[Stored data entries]
..........

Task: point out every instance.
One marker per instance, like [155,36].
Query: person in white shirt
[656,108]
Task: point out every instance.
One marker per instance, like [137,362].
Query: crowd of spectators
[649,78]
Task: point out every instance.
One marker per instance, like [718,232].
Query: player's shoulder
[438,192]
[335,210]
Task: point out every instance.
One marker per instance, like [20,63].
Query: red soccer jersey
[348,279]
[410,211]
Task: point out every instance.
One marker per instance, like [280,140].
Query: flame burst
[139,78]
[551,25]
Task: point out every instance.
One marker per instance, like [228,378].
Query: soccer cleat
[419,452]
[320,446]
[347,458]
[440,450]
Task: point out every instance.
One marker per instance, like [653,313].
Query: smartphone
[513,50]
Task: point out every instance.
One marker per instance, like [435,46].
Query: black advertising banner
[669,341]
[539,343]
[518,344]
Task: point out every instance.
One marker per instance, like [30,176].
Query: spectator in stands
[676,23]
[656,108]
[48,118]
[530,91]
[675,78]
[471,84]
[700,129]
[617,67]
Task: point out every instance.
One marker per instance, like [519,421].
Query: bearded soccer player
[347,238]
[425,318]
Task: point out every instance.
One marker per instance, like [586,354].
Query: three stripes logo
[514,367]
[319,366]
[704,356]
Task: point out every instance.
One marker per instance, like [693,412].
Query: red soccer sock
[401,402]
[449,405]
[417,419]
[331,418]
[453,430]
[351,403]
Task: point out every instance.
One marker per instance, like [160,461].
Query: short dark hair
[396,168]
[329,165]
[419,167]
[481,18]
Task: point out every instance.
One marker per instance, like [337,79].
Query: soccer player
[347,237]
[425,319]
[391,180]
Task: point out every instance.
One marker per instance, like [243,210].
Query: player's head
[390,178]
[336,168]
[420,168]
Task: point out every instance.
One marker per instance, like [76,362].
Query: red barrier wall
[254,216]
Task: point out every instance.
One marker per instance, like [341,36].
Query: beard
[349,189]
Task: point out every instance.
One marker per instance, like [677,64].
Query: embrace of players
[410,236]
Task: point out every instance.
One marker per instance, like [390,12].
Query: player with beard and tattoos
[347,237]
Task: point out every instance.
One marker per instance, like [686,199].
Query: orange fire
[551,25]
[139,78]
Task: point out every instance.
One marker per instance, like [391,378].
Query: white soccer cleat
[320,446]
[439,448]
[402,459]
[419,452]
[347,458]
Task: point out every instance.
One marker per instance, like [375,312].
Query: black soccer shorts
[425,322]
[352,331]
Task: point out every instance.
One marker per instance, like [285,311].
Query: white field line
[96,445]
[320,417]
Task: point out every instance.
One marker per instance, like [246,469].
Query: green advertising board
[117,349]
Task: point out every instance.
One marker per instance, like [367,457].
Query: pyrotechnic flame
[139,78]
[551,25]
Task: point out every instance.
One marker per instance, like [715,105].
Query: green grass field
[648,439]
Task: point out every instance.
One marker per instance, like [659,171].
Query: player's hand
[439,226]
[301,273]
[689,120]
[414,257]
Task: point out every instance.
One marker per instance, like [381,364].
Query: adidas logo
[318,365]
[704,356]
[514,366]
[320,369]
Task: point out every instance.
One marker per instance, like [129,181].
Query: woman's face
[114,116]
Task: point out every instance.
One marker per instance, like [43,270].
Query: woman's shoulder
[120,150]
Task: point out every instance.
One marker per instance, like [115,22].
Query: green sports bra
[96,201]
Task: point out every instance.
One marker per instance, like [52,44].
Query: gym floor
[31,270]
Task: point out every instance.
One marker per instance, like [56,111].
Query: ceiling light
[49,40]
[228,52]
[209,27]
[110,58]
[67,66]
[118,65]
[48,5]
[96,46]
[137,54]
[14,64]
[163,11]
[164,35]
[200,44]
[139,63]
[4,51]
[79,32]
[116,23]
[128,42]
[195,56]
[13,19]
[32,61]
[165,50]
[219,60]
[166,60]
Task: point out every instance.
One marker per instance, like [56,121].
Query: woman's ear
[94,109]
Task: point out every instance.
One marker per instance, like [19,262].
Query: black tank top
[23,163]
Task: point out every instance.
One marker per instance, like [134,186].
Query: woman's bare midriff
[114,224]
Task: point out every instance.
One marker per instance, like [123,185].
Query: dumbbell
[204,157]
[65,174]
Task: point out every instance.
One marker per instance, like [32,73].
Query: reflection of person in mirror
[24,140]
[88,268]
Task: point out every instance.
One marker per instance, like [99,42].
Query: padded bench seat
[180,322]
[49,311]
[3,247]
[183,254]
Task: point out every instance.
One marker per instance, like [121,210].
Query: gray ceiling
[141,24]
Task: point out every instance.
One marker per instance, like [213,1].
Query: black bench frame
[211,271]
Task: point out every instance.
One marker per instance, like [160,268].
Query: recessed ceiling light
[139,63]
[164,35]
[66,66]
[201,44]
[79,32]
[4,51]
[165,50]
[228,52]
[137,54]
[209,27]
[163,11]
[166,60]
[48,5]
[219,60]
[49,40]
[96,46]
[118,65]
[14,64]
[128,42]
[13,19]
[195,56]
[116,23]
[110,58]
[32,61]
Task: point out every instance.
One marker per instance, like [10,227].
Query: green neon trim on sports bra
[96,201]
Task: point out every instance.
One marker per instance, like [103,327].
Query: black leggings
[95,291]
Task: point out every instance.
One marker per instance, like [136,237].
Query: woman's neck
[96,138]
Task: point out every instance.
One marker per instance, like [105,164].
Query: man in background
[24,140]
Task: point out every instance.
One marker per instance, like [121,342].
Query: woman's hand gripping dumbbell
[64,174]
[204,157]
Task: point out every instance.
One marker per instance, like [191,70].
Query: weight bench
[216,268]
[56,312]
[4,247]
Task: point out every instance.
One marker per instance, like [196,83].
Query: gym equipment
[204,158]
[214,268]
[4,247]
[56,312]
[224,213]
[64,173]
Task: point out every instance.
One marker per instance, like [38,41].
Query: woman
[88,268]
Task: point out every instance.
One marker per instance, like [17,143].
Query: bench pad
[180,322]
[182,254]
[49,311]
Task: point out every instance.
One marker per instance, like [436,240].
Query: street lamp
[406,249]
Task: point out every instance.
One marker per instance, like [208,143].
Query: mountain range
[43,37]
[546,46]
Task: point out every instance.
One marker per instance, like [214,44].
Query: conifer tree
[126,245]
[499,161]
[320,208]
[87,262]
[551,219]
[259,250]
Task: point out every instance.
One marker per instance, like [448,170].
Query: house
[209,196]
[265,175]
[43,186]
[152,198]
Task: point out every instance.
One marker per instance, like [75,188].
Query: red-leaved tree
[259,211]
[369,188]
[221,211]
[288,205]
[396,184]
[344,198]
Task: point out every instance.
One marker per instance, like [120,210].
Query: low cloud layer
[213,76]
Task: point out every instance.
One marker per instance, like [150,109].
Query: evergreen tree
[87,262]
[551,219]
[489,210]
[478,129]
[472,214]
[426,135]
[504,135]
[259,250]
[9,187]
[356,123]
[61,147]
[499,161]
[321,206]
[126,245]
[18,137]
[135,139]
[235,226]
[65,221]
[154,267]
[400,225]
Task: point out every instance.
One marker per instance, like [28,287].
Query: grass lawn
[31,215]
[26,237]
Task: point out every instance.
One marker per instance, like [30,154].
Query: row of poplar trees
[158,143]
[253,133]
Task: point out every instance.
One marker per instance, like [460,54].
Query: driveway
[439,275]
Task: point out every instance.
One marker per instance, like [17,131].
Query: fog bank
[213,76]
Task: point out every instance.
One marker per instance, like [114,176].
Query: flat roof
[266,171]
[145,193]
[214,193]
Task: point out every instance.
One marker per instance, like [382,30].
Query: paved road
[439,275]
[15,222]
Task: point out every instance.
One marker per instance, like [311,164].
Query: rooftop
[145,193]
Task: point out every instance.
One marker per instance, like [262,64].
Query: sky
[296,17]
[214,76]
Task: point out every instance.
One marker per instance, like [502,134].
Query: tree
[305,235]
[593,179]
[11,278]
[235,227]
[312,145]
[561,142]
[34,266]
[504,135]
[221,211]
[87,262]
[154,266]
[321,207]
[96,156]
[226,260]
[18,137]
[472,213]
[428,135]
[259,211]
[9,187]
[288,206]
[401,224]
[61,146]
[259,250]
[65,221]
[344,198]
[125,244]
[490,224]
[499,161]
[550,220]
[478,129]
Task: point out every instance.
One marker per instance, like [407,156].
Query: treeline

..........

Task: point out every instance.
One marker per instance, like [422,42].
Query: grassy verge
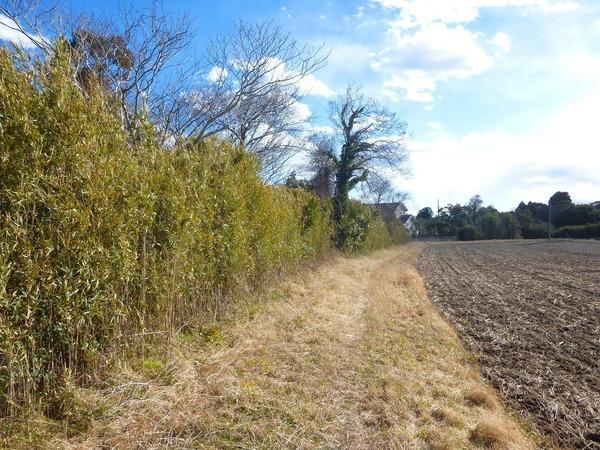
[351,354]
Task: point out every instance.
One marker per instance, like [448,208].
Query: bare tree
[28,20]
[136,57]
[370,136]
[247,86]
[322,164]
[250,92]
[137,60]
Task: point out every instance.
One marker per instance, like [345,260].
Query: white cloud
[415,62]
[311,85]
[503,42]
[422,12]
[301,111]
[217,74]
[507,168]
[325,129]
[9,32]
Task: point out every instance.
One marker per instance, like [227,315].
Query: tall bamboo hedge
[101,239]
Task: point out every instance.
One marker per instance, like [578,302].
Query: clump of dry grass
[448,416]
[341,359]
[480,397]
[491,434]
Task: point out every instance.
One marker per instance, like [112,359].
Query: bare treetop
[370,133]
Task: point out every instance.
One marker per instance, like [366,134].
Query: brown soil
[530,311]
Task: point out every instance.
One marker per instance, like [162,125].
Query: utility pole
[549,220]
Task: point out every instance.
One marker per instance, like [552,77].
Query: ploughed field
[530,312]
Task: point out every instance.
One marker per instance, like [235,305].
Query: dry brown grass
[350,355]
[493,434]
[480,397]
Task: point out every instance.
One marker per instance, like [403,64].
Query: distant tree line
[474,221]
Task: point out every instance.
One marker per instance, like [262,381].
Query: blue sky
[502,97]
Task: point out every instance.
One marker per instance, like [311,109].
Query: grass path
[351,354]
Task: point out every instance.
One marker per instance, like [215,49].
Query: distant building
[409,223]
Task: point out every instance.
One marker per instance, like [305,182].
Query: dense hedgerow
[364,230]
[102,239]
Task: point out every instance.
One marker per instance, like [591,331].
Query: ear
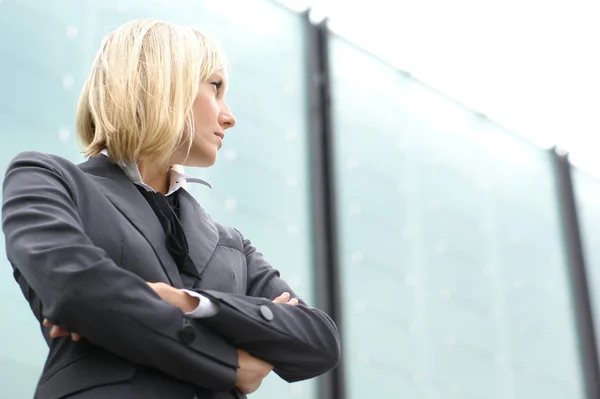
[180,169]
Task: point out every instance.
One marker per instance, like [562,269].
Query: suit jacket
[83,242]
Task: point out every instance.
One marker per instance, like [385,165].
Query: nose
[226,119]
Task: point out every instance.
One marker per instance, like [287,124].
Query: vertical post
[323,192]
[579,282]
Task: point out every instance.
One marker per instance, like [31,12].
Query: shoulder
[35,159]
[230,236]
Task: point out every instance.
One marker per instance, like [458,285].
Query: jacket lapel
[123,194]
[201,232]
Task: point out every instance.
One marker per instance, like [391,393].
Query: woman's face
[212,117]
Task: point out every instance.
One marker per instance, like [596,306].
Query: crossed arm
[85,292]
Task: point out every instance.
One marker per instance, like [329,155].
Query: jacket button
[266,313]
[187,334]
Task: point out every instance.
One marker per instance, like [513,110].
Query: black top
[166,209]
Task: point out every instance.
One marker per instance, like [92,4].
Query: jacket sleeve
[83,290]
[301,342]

..........

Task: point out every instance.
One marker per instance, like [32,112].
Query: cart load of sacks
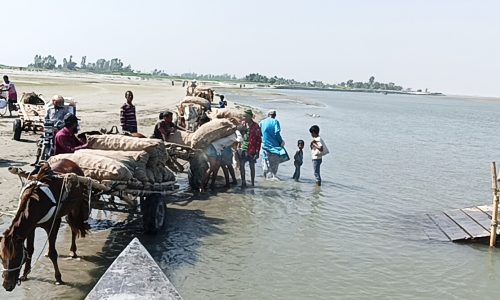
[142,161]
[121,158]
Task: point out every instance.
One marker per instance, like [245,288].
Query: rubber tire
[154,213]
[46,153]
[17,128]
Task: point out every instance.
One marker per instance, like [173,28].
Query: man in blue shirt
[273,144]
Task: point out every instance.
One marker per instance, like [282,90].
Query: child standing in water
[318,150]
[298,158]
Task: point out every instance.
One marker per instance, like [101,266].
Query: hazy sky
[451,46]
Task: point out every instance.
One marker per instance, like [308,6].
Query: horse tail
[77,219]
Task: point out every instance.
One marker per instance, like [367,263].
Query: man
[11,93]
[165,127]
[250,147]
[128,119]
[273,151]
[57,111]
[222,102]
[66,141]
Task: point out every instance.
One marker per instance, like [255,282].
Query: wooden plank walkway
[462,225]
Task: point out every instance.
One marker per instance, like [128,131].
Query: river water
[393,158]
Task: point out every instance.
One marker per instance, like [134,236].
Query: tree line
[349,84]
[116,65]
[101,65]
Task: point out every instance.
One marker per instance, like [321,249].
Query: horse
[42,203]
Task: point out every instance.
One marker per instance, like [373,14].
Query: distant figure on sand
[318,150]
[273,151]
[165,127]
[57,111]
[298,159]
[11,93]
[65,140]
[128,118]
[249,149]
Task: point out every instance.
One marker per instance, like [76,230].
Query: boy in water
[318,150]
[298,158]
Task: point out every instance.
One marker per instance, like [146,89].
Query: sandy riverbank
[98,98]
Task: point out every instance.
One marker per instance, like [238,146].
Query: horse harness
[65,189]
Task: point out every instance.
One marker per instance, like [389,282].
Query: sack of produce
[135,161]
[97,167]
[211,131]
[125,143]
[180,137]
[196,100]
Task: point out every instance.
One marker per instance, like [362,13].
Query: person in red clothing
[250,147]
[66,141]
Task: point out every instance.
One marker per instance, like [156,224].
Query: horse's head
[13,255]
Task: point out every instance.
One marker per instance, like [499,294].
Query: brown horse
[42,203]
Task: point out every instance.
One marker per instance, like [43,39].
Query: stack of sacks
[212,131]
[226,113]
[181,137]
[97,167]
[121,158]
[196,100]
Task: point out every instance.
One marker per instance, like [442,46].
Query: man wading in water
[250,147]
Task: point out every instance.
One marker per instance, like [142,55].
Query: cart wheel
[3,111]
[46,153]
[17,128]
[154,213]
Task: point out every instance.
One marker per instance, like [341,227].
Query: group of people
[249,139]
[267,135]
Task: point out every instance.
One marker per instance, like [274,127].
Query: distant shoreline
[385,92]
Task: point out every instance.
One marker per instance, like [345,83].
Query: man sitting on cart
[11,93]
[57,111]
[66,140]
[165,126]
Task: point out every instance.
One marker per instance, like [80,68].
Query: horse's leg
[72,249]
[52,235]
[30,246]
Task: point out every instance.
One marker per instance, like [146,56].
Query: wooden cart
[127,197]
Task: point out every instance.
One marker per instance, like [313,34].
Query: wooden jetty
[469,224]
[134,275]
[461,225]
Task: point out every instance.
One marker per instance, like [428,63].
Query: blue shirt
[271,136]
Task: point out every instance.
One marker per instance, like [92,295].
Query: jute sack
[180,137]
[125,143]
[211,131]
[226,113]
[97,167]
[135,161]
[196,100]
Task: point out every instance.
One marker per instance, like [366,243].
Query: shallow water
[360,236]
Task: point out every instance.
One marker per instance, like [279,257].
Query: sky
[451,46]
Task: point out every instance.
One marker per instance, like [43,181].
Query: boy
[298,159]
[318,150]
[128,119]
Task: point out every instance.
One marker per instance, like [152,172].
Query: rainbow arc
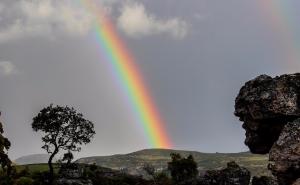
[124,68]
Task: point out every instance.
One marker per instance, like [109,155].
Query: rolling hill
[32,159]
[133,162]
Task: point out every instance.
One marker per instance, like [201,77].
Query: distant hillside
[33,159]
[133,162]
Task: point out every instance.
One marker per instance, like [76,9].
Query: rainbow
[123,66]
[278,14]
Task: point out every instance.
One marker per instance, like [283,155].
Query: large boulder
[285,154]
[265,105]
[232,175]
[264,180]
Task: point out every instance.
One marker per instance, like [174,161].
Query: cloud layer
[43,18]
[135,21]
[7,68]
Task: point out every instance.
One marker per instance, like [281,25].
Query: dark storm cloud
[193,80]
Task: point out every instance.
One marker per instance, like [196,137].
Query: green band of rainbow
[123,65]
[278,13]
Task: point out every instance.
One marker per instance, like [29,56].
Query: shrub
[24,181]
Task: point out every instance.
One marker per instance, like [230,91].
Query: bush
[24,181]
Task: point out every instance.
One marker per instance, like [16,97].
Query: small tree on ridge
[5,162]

..........

#### Task:
Extract every line of the records that includes the string "white", and list those lines in their original order.

#### Reply to the task:
Query: person in white shirt
Query: white soccer cleat
Query: white field line
Query: white cloud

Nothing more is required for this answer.